Please filter the records below and copy every line that contains the string "pipe". Case counts.
-- start of Given entries --
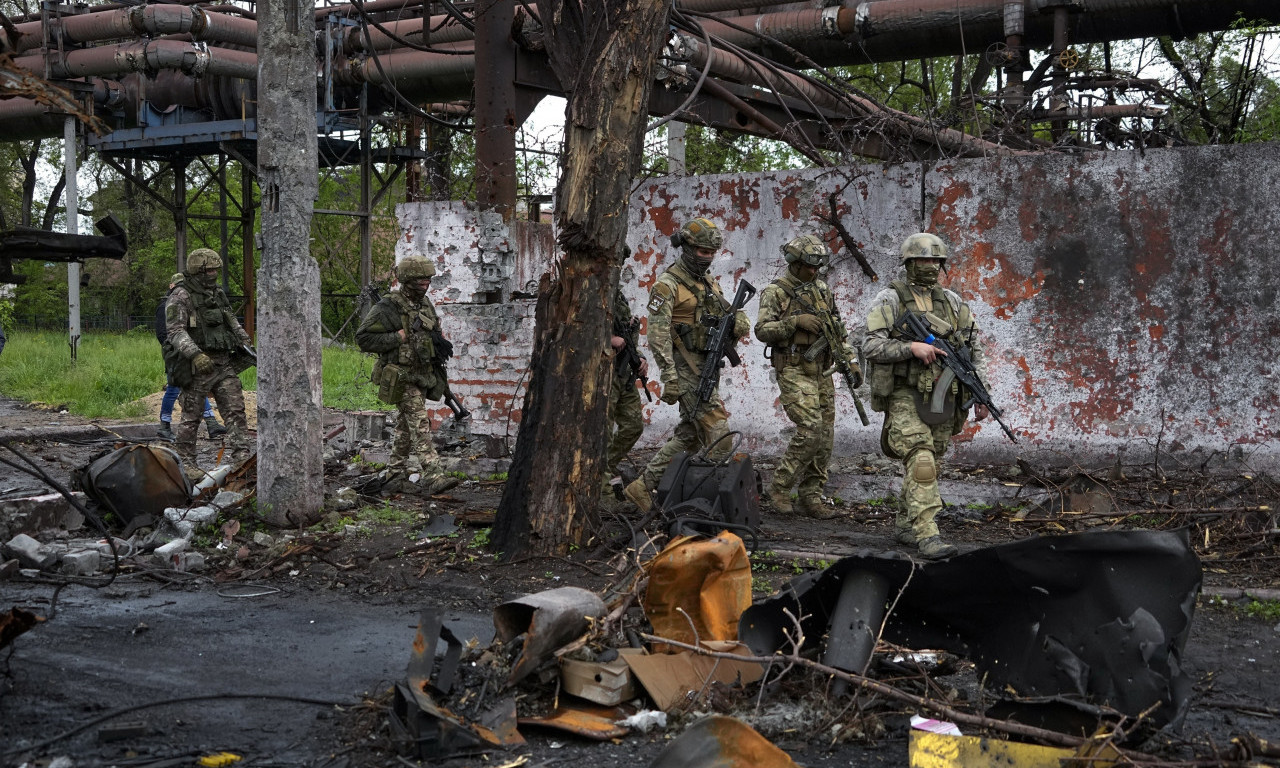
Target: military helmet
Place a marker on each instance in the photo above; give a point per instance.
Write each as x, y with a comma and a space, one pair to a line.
923, 245
698, 233
807, 248
202, 259
414, 268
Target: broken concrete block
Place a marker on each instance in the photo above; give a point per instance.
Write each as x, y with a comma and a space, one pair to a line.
30, 552
40, 512
227, 498
81, 562
170, 549
190, 562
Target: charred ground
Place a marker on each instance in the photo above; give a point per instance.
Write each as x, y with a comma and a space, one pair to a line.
324, 618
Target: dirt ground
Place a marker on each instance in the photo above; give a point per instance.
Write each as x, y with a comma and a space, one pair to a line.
284, 652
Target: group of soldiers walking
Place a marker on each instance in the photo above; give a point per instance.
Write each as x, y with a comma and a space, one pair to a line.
807, 342
805, 337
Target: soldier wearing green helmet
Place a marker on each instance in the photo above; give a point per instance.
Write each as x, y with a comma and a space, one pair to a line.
403, 330
677, 337
202, 337
903, 375
794, 310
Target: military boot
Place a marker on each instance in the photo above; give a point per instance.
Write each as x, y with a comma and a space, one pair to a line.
639, 494
813, 506
935, 548
780, 498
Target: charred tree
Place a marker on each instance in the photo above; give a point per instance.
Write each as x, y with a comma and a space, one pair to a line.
289, 415
603, 54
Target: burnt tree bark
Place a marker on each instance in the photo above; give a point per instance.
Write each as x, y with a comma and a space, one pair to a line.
289, 414
603, 54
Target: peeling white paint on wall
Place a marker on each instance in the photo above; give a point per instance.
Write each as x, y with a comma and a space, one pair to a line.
1125, 298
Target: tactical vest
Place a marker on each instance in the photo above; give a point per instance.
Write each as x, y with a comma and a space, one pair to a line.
694, 300
210, 321
885, 378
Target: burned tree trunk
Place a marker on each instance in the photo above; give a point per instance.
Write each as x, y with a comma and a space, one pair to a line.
289, 415
603, 54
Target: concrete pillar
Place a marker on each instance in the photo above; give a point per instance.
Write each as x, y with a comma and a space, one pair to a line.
289, 414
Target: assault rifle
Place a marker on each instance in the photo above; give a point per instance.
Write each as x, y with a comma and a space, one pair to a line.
914, 327
443, 351
629, 356
720, 343
835, 341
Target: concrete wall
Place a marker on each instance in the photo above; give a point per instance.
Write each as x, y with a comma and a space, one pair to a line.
1127, 298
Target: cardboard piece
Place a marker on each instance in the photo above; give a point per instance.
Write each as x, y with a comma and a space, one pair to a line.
603, 682
668, 676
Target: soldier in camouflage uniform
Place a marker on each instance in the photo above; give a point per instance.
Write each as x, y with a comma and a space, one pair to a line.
794, 310
903, 379
626, 411
677, 337
405, 332
201, 351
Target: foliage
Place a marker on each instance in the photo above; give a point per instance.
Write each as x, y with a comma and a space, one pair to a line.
113, 371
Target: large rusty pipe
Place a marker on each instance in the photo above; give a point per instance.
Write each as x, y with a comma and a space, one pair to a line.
412, 69
731, 67
149, 58
150, 21
440, 31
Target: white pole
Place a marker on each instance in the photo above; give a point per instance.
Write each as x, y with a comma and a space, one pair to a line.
72, 228
676, 147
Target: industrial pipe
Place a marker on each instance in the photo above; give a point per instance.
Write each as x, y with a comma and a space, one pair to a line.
151, 56
144, 21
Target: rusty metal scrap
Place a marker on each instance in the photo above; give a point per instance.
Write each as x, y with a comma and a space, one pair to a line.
1097, 618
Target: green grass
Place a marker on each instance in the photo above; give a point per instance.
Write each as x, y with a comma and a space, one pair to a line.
113, 370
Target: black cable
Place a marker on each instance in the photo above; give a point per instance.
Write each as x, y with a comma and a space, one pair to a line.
115, 713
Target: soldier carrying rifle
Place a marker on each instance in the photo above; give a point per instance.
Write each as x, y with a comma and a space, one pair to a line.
403, 330
686, 312
807, 343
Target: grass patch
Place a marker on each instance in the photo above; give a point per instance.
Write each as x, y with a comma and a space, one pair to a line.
114, 370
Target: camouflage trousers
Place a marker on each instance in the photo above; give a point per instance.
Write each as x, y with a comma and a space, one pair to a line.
626, 419
920, 447
809, 401
693, 433
223, 385
412, 449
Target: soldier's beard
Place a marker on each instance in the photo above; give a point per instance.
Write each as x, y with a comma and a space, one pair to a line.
698, 266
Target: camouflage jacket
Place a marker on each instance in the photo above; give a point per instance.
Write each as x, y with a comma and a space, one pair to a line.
782, 301
416, 353
883, 347
677, 337
201, 321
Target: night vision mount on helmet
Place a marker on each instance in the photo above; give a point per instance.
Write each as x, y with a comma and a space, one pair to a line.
807, 248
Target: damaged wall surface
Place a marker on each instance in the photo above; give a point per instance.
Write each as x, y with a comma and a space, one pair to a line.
1125, 297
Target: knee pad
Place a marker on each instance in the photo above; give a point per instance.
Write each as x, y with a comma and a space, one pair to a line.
924, 469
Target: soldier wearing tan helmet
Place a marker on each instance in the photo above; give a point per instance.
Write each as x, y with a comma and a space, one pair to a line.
202, 337
172, 391
903, 374
677, 337
405, 332
794, 311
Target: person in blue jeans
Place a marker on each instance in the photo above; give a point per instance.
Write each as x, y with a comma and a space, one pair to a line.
170, 392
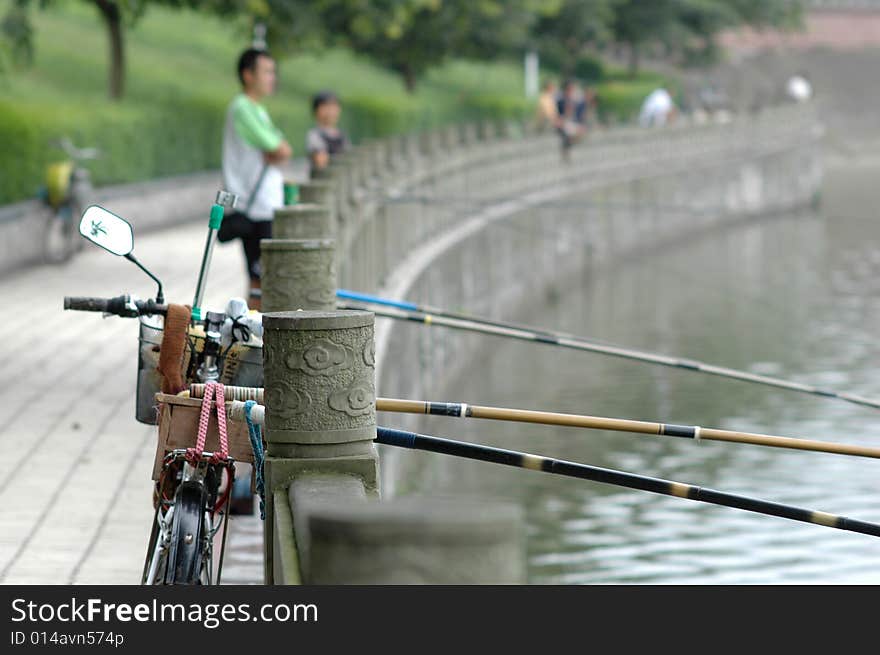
-- end of Given entries --
● Exercise result
Target: large rusty pipe
Target: industrial pipe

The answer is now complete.